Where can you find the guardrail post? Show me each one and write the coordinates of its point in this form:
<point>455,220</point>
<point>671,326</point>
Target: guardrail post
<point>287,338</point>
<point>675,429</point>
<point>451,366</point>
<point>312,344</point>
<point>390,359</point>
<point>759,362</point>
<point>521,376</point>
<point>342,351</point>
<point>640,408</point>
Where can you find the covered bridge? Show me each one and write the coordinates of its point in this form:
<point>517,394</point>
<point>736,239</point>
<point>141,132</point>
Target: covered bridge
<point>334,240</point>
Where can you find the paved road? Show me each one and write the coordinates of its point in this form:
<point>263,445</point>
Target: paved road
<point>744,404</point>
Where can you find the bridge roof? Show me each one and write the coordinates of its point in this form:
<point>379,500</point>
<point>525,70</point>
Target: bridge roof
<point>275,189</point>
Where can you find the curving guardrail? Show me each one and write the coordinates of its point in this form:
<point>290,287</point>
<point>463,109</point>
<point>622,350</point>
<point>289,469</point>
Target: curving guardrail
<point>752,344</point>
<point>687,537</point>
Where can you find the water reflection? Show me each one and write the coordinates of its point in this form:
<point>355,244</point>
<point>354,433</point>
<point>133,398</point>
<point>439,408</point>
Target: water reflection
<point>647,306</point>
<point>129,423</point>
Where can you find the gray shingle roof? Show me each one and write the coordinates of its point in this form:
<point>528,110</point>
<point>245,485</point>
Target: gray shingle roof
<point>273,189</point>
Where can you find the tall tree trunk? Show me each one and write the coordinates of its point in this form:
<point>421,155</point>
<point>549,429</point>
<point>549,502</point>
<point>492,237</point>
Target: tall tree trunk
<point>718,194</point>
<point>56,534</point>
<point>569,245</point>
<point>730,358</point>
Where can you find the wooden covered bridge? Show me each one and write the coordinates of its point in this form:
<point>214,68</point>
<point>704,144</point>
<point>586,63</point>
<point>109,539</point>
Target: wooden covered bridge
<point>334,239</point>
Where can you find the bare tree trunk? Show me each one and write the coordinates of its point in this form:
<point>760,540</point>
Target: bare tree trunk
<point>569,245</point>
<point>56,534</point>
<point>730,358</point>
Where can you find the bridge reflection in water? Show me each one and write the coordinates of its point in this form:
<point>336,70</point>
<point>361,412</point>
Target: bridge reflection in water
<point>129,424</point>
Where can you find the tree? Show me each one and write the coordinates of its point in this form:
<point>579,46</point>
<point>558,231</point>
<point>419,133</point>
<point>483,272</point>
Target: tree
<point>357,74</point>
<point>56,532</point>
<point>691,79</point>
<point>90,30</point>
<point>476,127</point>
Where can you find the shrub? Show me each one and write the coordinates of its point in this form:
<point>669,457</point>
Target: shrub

+--

- **Exercise prompt**: Your answer should be one number: how many lines in the preceding listing hold "shrub".

- **Problem solution**: 2